## begin Records shown

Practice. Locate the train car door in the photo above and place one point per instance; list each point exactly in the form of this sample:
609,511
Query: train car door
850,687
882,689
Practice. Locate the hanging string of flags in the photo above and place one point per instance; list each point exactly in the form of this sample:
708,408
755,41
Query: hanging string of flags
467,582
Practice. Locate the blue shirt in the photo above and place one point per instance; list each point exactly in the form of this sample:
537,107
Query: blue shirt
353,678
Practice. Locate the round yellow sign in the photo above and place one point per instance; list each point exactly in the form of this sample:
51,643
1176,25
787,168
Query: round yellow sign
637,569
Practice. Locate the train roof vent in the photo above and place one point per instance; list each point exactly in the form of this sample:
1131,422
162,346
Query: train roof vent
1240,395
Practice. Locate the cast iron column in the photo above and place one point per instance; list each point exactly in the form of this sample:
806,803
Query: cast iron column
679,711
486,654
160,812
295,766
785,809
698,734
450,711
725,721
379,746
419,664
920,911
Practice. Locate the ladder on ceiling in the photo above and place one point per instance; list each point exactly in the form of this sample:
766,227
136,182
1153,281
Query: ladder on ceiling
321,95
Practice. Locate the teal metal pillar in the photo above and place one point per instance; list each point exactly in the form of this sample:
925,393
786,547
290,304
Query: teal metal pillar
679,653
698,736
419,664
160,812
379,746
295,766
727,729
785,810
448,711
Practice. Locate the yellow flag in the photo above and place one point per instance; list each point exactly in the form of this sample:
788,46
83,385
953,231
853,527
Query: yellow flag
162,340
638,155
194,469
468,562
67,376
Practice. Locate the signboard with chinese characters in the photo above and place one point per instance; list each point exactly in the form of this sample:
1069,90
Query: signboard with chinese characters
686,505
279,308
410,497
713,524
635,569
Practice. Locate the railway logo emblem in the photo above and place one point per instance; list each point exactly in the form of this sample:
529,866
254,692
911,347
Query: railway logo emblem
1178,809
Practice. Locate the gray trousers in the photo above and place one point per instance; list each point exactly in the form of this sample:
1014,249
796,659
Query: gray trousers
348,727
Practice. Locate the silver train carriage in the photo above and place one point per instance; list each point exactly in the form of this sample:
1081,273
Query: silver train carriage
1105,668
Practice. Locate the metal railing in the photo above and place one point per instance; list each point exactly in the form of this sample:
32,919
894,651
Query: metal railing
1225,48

## end Records shown

- **Exercise task**: Replace "Practice" with "Exercise" everywhere in the rows above, and give the rows again with nothing else changed.

- **Result of the task**:
Exercise. Locate the train car door in the photo above and place one point per instance; list each point exactly in the form of this sample:
609,511
Query: train car door
850,687
882,689
Exercise. Locate the hanging string of flags in the photo above and place one point per instance; list each point exactly in the form of this sample:
708,408
755,41
Query: hanging string of flags
467,582
Exercise. Locate the blue shirt in the photo above and place one point per instance; list each point exactly in the form of this sample:
537,107
Query: blue shirt
353,678
Exercise. Locate the round yellow sign in the photo above and place one point per instance; list each point exactly in the form of this sample:
51,643
1176,25
787,168
Query: round yellow sign
637,569
Exercise. Locate the train roof vent in the photo above and place one point per instance; list each point exactly in the form of this sample:
1131,422
162,346
Query: train roof vent
1240,395
Exercise. Locate the cast iron column in the photo above and place one point per instance; list each point exactly in the form of this sample:
806,803
Query: cast iron column
679,711
486,654
160,812
295,766
785,809
698,734
450,711
725,721
379,746
419,664
920,911
Exercise. Locate the ladder on ceiling in the photo above and place one point per instance; list each point exactly in the form of this sample:
766,227
136,182
1153,281
Query: ladder on ceiling
321,95
Exercise. Locate the teal metal pillar in the photo above and place one point per instance; list each point exactly in the form of this sample:
925,393
786,547
290,304
Query: teal metal pillar
679,653
698,736
419,664
160,812
379,746
295,766
727,729
785,810
448,711
Exercise. Locate the yellow flag in the photo above and place one point per instance; list each point exactly in the form of this sample:
788,46
83,385
953,231
853,527
Query: yellow flag
162,340
638,155
194,469
468,562
67,376
Exercise. Locate the signboard with chinese characters in the photo above and place one point per instance; list each point exactly in the form of this sample:
1069,90
Query: signboard with chinese characters
686,505
279,308
410,497
713,524
635,569
Exercise. Locate the railway logo emblem in the photo above and place one point per instance; list each point exactly in the form of this sample:
529,866
254,692
911,347
Query: railway logo emblem
1178,809
Exercise. Locate the gray trousers in the photo above and place one point per instance; list each point exactly in the form of this sample:
1014,249
796,659
Query: gray trousers
348,727
Exercise. Locate the silver train carriage in the photo above and place one point per instance; list each point exactly in the form of this sample:
1081,273
Query: silver train carriage
1105,668
Exercise. Locate the metal railing in the photo above and place one point per instance; list each point exactly in the form of this sample:
32,919
894,651
Query: metal railing
1225,48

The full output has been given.